● Excerpts from bounding box data
+---+
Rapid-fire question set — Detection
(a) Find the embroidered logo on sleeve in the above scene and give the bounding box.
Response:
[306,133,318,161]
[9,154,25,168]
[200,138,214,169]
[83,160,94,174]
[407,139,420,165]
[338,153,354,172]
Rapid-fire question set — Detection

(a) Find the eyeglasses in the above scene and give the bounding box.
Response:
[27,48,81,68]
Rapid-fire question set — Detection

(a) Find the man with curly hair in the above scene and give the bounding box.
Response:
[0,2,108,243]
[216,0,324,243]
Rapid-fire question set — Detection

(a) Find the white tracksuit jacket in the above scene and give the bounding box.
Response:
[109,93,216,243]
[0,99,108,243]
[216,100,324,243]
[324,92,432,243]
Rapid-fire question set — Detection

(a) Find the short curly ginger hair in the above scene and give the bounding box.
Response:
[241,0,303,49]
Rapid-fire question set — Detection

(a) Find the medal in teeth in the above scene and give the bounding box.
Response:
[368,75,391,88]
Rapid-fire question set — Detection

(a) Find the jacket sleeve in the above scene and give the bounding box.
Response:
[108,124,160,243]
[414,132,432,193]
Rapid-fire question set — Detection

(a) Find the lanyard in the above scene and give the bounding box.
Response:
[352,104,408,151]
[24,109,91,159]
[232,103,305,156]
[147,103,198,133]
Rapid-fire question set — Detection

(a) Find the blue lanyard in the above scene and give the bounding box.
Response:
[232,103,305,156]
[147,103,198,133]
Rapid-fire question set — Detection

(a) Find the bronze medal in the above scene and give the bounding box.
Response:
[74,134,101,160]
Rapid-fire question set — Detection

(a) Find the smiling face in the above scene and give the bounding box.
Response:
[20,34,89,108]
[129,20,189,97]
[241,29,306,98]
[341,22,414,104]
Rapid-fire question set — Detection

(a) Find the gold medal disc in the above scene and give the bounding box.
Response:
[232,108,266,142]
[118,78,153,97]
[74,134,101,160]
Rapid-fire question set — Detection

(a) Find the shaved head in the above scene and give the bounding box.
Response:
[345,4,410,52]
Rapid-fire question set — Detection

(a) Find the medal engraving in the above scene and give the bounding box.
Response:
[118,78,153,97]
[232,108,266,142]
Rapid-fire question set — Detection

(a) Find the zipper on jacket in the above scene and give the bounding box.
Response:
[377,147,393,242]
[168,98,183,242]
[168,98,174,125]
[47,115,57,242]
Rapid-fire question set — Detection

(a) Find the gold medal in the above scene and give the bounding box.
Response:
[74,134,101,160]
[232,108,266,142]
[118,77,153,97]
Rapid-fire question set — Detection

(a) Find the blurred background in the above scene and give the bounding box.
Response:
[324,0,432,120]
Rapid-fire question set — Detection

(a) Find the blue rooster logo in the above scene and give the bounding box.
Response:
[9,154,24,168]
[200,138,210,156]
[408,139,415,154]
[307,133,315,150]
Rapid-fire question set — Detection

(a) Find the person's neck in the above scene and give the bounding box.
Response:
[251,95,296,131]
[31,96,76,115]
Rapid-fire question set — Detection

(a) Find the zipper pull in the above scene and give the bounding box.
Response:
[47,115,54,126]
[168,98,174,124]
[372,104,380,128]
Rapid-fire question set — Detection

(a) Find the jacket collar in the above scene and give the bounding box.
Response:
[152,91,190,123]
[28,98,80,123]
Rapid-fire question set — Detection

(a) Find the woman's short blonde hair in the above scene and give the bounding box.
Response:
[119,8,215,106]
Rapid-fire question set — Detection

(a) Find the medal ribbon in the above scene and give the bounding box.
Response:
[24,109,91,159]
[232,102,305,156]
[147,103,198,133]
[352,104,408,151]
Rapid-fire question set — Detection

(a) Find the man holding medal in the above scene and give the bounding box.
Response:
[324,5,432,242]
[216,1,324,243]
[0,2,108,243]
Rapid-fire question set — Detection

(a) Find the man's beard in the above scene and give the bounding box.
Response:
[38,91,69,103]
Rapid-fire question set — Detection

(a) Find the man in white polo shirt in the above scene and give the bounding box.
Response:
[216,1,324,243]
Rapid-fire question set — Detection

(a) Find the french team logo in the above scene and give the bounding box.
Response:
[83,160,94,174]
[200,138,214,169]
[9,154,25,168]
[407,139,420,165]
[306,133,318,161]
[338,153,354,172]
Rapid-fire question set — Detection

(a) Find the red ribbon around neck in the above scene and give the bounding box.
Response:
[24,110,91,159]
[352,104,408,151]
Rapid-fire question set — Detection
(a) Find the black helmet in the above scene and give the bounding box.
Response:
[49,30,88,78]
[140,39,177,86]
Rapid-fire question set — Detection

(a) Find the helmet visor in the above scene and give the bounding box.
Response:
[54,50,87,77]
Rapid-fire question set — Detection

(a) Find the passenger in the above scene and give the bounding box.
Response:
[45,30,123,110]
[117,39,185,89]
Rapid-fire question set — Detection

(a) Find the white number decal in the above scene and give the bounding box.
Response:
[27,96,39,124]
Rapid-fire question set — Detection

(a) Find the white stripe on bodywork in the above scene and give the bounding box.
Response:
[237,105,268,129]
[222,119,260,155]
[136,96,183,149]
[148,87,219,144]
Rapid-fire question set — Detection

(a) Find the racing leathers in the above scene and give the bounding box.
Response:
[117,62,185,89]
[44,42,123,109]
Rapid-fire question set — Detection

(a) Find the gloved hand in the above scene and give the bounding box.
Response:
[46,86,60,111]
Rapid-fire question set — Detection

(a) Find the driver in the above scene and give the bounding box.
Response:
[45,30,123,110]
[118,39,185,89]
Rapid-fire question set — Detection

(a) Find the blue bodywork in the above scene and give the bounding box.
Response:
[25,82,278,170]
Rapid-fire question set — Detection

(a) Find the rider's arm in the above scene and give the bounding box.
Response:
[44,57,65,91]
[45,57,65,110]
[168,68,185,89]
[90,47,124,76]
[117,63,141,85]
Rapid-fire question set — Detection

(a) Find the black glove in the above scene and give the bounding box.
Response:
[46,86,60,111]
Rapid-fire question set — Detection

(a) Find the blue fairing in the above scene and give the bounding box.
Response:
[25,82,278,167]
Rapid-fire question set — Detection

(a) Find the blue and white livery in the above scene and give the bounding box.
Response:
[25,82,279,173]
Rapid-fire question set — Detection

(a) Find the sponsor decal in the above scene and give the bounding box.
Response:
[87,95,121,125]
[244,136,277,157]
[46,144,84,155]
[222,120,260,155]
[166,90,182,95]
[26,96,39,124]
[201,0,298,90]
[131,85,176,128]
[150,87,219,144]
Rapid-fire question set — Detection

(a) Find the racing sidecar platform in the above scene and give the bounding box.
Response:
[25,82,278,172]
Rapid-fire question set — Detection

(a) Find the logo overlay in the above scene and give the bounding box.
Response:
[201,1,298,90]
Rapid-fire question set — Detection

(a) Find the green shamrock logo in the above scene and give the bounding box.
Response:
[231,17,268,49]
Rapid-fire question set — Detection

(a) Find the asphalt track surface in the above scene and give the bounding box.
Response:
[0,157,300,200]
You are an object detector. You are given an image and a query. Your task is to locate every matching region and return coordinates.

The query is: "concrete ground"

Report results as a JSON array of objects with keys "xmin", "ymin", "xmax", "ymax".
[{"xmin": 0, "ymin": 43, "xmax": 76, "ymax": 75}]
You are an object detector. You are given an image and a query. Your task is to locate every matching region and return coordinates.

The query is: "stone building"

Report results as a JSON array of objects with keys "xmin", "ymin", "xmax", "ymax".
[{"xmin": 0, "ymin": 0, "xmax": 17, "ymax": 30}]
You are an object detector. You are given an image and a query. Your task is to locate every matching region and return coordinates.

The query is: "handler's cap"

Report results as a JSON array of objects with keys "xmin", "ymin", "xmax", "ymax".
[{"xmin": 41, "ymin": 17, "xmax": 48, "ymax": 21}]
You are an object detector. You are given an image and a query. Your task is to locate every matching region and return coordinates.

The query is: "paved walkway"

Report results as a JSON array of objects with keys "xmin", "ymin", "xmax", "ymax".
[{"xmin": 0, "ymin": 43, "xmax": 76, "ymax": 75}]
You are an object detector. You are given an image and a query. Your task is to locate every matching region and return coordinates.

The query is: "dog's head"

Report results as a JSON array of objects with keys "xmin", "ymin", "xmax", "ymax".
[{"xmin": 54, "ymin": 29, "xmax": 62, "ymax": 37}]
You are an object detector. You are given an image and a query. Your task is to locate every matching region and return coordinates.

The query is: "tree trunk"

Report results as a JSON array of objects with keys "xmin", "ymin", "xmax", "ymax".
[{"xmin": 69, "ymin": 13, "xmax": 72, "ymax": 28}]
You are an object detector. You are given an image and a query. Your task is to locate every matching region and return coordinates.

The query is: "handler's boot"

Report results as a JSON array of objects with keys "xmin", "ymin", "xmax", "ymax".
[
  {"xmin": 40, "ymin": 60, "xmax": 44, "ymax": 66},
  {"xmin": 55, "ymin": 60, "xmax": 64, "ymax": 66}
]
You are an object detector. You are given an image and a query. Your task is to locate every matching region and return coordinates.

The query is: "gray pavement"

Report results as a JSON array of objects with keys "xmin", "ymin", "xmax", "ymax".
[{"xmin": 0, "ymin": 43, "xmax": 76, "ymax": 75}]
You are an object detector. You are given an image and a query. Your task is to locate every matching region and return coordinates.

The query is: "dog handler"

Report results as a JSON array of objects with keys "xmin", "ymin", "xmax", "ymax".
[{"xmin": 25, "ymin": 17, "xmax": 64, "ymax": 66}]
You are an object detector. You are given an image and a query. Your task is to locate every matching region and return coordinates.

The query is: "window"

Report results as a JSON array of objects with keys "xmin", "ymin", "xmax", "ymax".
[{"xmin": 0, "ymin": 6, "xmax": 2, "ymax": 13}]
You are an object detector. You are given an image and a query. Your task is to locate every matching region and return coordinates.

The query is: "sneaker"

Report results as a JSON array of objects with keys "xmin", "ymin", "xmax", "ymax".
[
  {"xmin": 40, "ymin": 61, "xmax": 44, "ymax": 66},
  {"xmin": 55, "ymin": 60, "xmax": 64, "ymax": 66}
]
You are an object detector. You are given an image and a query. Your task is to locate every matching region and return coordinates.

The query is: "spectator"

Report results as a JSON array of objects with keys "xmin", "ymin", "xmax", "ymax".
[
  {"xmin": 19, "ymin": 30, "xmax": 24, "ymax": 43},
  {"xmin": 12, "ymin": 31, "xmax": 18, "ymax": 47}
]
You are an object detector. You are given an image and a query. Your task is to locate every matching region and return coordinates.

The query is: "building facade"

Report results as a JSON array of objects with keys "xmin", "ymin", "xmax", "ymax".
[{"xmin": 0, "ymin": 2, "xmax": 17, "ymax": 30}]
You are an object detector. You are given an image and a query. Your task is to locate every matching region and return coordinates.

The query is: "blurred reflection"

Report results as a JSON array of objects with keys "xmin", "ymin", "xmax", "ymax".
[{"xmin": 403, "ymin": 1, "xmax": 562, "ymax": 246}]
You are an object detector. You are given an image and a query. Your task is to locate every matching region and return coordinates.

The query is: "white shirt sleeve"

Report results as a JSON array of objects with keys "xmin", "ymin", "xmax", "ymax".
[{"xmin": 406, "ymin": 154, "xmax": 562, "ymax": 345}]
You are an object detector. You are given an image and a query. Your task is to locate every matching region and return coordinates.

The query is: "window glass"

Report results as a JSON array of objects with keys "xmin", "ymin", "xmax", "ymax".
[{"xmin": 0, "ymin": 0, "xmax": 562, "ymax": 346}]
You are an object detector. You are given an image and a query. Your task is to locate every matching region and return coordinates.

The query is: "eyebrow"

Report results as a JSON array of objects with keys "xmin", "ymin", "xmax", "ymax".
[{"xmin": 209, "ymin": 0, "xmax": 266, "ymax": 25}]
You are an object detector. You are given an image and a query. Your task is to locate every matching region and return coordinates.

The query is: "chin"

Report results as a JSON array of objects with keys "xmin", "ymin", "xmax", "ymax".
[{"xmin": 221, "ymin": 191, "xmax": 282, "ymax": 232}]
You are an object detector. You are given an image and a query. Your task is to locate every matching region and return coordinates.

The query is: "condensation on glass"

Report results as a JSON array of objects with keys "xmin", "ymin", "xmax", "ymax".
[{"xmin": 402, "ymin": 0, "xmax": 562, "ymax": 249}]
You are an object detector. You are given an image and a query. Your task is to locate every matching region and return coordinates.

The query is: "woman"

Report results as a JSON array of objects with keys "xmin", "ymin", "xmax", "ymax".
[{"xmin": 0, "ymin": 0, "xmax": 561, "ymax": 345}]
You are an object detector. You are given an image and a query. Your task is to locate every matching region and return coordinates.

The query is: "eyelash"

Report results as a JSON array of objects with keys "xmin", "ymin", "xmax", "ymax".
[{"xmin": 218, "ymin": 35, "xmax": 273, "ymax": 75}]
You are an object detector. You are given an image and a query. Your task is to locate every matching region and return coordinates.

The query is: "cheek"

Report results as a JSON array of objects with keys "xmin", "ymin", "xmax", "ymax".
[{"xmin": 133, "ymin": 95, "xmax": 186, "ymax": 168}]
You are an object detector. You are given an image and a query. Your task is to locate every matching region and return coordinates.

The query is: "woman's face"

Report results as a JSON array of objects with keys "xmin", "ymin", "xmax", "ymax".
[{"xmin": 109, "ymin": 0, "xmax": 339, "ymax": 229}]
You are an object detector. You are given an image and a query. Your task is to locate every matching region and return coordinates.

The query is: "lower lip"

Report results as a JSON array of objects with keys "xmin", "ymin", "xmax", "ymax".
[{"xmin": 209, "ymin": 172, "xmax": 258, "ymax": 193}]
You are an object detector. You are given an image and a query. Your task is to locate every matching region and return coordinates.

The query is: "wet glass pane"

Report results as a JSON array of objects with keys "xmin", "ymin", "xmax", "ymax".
+---+
● WRITTEN EXERCISE
Which lines of the material above contain the string "sleeve"? Return each one, counting only matches with the same case.

● ANSWER IN FULL
(a) Find the embroidered logo on sleeve in the above scene and give the bounding box.
(a) Find the jacket sleeve in the above scene and give the bounding box.
The query is: "white shirt sleeve"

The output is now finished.